**Given instruction A**
Return the part of the John Parr passage between "Background information" and "musician (born 1952)", inclusive, copied word for word.
**Given instruction B**
List every line of the rows that contains the word "truck", copying each line in full.

**Provided text**
Background information
- Born: John Stephen Parr 18 November 1952 (age 73) Worksop, Nottinghamshire, England
- Origin: Sherwood Forest, England
- Genres: Rock
- Occupations: Musician; singer; songwriter; filmmaker;
- Instruments: Vocals; guitar; bass guitar; piano; keyboards;
- Years active: 1964–present
- Website: www.johnparr.net

= John Parr =

British musician (born 1952)

John Stephen Parr (born 18 November 1952) is an English musician best known for his 1985 single "St. Elmo's Fire (Man in Motion)" for the 1985 film St. Elmo's Fire, charting at No.1 in the US and No.6 in the UK, and for his 1984 U.S. No.6 rock single "Naughty Naughty". He has written and performed 12 major motion picture theme songs, including the themes for Three Men and a Baby and The Running Man. Parr was nominated for a Grammy award for "St. Elmo's Fire" in 1985.

**Records supplied**

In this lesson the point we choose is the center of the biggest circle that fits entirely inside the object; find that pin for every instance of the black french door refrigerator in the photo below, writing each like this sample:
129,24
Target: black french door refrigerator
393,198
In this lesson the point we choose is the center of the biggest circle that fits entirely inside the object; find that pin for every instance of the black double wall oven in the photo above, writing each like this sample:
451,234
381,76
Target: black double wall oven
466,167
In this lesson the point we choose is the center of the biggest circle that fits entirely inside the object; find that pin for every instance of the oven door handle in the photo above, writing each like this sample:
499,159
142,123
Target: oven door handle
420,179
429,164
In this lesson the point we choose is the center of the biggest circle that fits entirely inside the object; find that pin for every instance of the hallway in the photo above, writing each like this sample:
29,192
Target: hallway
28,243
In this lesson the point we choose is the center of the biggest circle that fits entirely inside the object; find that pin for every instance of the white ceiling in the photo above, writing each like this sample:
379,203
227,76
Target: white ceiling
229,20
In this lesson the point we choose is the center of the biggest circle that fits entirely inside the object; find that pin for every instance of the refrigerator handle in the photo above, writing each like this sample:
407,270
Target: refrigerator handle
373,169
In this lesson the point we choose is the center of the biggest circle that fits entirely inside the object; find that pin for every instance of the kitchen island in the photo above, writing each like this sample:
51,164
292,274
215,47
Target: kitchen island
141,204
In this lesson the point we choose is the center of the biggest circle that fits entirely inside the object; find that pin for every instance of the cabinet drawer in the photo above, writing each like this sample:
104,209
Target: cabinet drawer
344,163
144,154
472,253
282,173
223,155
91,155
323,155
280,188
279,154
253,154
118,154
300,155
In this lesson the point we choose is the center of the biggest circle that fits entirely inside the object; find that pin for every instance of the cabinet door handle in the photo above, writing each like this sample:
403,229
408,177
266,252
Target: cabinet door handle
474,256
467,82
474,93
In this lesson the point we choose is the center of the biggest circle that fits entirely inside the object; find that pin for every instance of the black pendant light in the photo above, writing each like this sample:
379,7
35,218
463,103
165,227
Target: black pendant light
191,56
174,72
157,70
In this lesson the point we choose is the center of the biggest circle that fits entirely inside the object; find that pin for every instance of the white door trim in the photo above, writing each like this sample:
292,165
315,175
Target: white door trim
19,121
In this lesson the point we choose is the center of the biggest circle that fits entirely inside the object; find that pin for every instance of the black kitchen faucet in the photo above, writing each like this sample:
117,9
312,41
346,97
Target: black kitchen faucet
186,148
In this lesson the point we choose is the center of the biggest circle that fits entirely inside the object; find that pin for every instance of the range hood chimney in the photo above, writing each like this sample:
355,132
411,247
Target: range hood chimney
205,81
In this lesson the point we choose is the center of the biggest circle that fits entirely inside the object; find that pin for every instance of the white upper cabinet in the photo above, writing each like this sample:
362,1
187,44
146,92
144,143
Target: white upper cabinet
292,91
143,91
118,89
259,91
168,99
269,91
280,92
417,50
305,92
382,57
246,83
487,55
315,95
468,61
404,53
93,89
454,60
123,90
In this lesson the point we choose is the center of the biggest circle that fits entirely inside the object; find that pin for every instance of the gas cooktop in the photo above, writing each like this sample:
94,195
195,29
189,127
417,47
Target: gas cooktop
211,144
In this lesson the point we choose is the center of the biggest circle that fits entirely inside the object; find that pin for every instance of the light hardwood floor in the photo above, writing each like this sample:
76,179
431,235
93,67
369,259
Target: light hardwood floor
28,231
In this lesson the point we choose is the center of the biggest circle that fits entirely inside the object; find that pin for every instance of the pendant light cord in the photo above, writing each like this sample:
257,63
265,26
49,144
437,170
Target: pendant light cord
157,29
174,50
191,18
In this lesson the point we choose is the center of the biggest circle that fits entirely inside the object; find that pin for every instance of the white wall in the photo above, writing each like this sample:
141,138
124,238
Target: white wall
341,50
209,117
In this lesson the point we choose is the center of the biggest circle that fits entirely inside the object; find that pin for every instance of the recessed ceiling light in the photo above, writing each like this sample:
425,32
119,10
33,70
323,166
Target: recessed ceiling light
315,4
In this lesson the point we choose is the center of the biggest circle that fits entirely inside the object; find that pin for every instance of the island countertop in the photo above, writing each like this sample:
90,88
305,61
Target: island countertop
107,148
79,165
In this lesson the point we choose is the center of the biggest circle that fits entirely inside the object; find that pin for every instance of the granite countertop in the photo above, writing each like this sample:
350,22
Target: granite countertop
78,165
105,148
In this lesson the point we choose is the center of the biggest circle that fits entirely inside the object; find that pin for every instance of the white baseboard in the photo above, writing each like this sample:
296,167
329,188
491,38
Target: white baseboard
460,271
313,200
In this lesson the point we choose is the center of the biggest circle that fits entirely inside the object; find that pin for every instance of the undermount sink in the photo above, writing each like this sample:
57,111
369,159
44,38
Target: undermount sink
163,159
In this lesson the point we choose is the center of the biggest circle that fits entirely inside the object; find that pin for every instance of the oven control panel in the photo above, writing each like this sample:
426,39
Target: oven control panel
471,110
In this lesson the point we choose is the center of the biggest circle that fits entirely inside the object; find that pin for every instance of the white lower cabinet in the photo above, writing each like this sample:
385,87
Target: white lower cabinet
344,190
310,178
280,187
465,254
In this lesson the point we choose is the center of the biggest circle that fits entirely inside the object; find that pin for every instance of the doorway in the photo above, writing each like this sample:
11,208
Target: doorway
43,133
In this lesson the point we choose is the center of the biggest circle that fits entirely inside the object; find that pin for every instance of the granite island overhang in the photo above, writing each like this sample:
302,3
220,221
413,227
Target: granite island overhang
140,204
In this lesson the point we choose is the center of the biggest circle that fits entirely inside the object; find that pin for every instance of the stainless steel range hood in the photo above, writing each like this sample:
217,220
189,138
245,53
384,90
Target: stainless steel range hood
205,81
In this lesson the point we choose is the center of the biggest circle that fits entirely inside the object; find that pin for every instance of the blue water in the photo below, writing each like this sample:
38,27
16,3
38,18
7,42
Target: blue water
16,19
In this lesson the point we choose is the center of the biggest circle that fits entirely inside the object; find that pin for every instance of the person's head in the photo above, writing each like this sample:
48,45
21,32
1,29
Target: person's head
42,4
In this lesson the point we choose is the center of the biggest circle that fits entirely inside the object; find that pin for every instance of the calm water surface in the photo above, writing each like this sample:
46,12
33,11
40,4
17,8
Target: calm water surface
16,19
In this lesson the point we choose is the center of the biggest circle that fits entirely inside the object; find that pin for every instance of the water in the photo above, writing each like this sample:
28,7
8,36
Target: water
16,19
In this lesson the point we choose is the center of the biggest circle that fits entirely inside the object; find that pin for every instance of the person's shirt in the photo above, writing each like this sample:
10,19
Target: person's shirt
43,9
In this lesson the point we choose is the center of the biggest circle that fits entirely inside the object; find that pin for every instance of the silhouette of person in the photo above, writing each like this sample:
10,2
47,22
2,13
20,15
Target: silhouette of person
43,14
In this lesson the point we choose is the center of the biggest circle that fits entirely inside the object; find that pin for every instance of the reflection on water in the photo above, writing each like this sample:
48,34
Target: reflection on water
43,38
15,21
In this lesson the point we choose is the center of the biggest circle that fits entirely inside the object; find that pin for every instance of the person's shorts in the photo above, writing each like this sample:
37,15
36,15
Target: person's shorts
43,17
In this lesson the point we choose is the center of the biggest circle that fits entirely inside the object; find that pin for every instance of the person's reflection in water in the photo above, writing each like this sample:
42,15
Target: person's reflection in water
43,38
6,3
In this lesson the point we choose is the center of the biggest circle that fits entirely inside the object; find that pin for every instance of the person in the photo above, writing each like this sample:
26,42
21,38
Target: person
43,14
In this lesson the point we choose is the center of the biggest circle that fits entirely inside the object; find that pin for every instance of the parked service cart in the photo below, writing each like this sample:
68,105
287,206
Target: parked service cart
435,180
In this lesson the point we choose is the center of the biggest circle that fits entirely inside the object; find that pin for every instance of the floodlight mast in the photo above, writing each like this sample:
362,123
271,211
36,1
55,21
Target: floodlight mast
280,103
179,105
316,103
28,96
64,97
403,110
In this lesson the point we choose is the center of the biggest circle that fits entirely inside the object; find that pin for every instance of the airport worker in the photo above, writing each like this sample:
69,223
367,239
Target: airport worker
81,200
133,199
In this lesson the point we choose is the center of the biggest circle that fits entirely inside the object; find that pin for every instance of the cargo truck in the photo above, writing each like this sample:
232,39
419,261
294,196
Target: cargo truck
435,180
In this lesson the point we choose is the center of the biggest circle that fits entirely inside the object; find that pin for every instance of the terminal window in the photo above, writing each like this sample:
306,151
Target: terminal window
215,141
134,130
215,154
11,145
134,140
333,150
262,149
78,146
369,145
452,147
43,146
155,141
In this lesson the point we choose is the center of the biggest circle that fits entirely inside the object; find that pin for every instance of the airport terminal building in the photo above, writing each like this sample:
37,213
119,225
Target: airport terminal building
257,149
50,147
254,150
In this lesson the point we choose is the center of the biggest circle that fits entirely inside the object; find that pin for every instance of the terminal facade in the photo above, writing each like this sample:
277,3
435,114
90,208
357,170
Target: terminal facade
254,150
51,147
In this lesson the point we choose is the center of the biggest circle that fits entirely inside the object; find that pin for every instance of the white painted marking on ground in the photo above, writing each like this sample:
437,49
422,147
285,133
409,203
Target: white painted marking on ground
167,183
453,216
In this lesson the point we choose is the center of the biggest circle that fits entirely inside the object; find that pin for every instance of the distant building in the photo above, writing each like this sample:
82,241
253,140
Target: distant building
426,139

**Exercise solution A**
Background information
- Born: John Stephen Parr 18 November 1952 (age 73) Worksop, Nottinghamshire, England
- Origin: Sherwood Forest, England
- Genres: Rock
- Occupations: Musician; singer; songwriter; filmmaker;
- Instruments: Vocals; guitar; bass guitar; piano; keyboards;
- Years active: 1964–present
- Website: www.johnparr.net

= John Parr =

British musician (born 1952)

**Exercise solution B**
In this lesson the point we choose is the center of the biggest circle that fits entirely inside the object; find that pin for every instance of the cargo truck in the photo above, writing each like this sample:
Target: cargo truck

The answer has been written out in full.